◆ TASK DETAILS
Set down all of the data that follows word for word, without the images.

::::::::

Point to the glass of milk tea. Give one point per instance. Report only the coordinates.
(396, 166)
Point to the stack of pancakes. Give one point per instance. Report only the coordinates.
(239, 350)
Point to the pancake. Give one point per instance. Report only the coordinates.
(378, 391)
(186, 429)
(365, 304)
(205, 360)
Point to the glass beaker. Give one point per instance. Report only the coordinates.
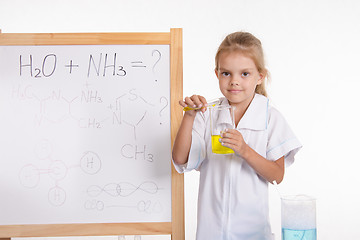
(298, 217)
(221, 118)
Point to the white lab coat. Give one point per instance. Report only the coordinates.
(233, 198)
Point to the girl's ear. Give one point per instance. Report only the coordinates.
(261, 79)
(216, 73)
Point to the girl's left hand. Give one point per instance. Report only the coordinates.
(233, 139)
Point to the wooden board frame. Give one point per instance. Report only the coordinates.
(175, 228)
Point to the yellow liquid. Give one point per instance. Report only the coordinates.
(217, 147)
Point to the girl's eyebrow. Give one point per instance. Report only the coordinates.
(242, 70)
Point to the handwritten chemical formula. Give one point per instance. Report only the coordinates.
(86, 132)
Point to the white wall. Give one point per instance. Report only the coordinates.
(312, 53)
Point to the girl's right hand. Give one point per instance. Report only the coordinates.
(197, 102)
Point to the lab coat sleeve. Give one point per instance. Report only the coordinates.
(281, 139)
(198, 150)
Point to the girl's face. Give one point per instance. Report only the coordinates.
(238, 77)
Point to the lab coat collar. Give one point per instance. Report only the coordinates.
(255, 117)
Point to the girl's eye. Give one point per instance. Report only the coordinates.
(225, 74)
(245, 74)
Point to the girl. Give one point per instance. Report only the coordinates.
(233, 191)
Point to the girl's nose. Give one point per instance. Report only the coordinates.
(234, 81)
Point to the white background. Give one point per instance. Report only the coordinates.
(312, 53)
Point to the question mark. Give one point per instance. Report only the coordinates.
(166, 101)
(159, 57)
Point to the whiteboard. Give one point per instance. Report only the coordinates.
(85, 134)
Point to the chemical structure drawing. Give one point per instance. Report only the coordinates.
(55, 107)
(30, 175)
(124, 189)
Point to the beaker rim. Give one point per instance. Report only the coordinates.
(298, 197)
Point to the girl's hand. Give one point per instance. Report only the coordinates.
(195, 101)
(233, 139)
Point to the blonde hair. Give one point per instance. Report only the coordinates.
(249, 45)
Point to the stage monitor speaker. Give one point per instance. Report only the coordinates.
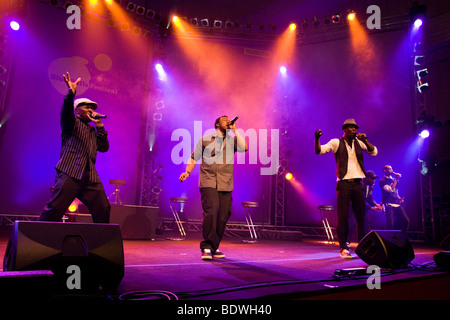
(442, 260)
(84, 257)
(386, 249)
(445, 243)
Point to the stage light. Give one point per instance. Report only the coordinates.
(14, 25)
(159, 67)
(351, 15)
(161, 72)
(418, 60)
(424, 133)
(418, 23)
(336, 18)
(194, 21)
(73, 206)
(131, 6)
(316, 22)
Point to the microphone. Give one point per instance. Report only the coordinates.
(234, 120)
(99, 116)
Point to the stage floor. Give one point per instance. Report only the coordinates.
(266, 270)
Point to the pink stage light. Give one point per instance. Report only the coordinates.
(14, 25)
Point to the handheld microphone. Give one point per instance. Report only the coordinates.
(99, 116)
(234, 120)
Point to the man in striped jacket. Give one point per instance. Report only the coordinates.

::::::::

◆ CORRECT ANSWER
Point to the glass of milk tea. Give one point per instance. Report only the coordinates.
(396, 166)
Point to the stack of pancakes. Give one point per instance. Report only the coordinates.
(239, 350)
Point to the pancake. Give one point per instance. Report only the coordinates.
(378, 391)
(186, 429)
(365, 304)
(205, 360)
Point to the glass beaker. Give one point per instance. Report only the coordinates.
(298, 217)
(221, 118)
Point to the white lab coat. Give one point per instance. Report only the coordinates.
(233, 198)
Point to the girl's ear. Give one point per instance. Report only the coordinates.
(261, 79)
(216, 73)
Point to the girl's left hand. Give one point per instance. Report only the coordinates.
(233, 139)
Point to the wooden board frame. Give one point per instance. Report only the coordinates.
(175, 228)
Point to the yellow liquid. Give one point per instance. Report only the coordinates.
(217, 147)
Point to the girl's eyebrow. Give one point per instance. Report only the coordinates.
(242, 70)
Point to the handwritten chemical formula. Give one point per instance. Report only the coordinates.
(86, 132)
Point to the white wall. Give one point per instance. Report only the coordinates.
(312, 53)
Point to the girl's right hand. Give one point per instance. Report only the coordinates.
(197, 102)
Point to the lab coat sleeve. Give one point per instance. Report only the coordinates.
(281, 139)
(198, 150)
Point to the girl's face. Give one point per instance. Report only the coordinates.
(238, 77)
Point to the lab coat collar. Give one point per instance. Report only the coordinates.
(255, 117)
Point to the girl's eye. Give one point per instance. Report only the coordinates.
(225, 74)
(245, 74)
Point to the girl. Give one point per instance. Report only the coordinates.
(233, 191)
Point to the girl's nose. Give one point per instance. Report only the coordinates.
(234, 81)
Point to the white background. Give one point per instance. Report only the coordinates.
(312, 53)
Point to the question mark. Give one point per instance. Report only the coordinates.
(166, 101)
(159, 57)
Point to the whiteboard. Give one point per instance. Report only the coordinates.
(85, 134)
Point to the chemical structure drawing. Give one point per instance. Report only the coordinates.
(55, 107)
(30, 175)
(124, 189)
Point to the beaker rim. Give one point per instance. Report only the coordinates.
(298, 197)
Point to the girl's hand. Give one point per instance. Report only the coordinates.
(195, 101)
(233, 139)
Point to the blonde hair. Give one point per instance. Report only the coordinates.
(249, 45)
Point to the stage monitor speaker. Give one point per instance. Report only the coordinates.
(442, 260)
(84, 257)
(386, 249)
(445, 243)
Point to the stage light. Give one point per instance. Report only the coordinates.
(14, 25)
(159, 67)
(351, 15)
(161, 72)
(418, 60)
(424, 133)
(418, 23)
(336, 18)
(194, 21)
(73, 206)
(131, 6)
(316, 22)
Point to the microphone. Give one point per instance. Report only the coordinates.
(234, 120)
(99, 116)
Point to the stage floor. Give one point per instance. Report only the coordinates.
(266, 270)
Point to the pink stage light. Give one point per instance. Report only the coordinates.
(14, 25)
Point to the handheld microphone. Give one point per instance. Report only the coordinates.
(99, 116)
(234, 120)
Point to the man in striped jacket. Give one point per instance. Report only the coordinates.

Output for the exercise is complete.